Document section:
......
It tells the tale of two men, Charles Groman, thirty-two, a porter, of Cannon-street-road, Stepney, East, a Pole, and David Rothman, nineteen, a street trader, of Bancroft Road, Stepney – both living in the centre of the devastation brought by Hitler's bombers (pictured above - actually photographed on 17 September 1940).
The two men, imprisoned on remand, had appeared before magistrates at Old Street , London, charged with being concerned in the theft of toffee, a piece of chocolate and a dummy chocolate carton, total value 9d (less than 4p) "which had been left exposed or unprotected as a consequence of war operations" – i.e., looting.
The men, however, were relieved to learn that an alternative charge of simple larceny had been preferred, to which the men had pleaded guilty. Each was sentenced to three months' hard labour.
In evidence, it was stated that a confectionery shop had been damaged by a bomb and part of the window stock had fallen to the pavement. A police constable had seen the men pick up some of the confectionery. Groman had been seen to pick up an empty chocolate box and throw it away. Rothman had a previous conviction for theft.
On Rothman's behalf, it was stated that he now realised the gravity of the offence, which "in certain circumstances was punishable by death". Some time ago, the report continued, he fell from a window, and his mother said he was "a bit out of the ordinary".
The reference to the death sentence was in respect of the original charge of "looting" and it is therefore unsurprising that the men "preferred" the alternative charge of larceny, and the sentence of a mere three months' hard labour.
Looking at the "offences" though, one sees two men imprisoned for picking up a trivial amount of confectionery off the pavement, after an air raid. In modern times, most would struggle with the idea that this was even an offence, and the sentence seems barbaric.
......
Your instructions:
Answer these questions about the account of the wartime looting case.
(a) What was the total value of the items the two men were charged with taking?
(b) What sentence did each man receive?
(c) What was Groman seen to pick up and throw away?

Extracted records
......
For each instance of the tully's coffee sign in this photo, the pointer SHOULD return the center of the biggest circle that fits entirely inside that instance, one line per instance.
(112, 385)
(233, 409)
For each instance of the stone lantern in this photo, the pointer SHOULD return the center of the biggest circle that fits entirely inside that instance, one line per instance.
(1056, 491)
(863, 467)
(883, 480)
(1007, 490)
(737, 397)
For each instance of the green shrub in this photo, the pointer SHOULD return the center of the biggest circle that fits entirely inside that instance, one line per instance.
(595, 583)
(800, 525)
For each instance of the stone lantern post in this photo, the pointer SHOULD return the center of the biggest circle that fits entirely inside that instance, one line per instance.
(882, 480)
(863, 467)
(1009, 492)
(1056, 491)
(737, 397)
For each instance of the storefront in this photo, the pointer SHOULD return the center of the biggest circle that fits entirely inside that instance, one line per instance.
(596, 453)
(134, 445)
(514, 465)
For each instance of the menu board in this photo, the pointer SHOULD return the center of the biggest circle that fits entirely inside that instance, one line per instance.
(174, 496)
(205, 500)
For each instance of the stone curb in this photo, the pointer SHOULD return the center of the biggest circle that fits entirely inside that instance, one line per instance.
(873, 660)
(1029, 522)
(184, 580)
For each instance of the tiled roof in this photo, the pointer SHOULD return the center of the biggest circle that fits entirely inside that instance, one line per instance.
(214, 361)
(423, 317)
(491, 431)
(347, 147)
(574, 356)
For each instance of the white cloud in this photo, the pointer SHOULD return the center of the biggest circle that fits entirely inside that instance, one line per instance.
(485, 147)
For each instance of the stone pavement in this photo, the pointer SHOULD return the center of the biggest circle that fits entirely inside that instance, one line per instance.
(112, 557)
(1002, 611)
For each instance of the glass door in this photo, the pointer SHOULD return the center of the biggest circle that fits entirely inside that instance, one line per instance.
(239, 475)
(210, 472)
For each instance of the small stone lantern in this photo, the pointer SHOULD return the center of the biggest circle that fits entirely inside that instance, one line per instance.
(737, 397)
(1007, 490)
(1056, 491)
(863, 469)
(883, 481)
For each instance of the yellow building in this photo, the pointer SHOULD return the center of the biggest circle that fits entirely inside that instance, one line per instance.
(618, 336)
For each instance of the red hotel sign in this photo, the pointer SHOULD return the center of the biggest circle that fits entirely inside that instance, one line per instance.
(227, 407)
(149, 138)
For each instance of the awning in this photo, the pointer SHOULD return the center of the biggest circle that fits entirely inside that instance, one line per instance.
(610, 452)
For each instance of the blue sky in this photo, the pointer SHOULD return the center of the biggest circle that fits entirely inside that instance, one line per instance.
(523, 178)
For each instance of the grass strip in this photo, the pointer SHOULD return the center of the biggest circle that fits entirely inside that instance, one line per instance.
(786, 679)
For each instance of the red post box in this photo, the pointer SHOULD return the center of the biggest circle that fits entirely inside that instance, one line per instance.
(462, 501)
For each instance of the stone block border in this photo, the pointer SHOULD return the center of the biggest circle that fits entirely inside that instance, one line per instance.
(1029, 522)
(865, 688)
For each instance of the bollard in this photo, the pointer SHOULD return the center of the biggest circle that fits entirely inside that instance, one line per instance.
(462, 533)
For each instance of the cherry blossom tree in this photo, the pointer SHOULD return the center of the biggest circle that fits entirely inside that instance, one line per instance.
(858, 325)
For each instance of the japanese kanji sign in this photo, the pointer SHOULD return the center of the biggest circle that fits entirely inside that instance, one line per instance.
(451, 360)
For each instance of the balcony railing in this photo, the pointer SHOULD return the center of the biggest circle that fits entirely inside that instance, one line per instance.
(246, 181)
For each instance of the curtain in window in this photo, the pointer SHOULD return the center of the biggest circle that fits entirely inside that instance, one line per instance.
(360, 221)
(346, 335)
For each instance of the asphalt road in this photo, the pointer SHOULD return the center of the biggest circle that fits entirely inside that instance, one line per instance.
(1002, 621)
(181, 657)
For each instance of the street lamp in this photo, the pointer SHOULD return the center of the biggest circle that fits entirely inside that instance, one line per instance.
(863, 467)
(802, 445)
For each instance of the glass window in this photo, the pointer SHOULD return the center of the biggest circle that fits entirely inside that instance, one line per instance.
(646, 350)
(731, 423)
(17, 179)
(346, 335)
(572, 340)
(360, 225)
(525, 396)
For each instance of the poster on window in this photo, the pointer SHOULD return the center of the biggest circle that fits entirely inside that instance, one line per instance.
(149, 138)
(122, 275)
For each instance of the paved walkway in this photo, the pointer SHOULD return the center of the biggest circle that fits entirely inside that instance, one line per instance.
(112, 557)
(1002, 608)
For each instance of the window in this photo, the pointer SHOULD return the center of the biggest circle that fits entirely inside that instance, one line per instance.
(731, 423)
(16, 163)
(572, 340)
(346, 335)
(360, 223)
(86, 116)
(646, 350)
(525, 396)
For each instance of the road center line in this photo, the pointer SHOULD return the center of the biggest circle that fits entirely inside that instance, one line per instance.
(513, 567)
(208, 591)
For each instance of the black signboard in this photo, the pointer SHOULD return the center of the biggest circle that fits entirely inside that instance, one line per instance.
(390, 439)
......
Response below:
(a) 9d (less than 4p)
(b) Three months' hard labour
(c) An empty chocolate box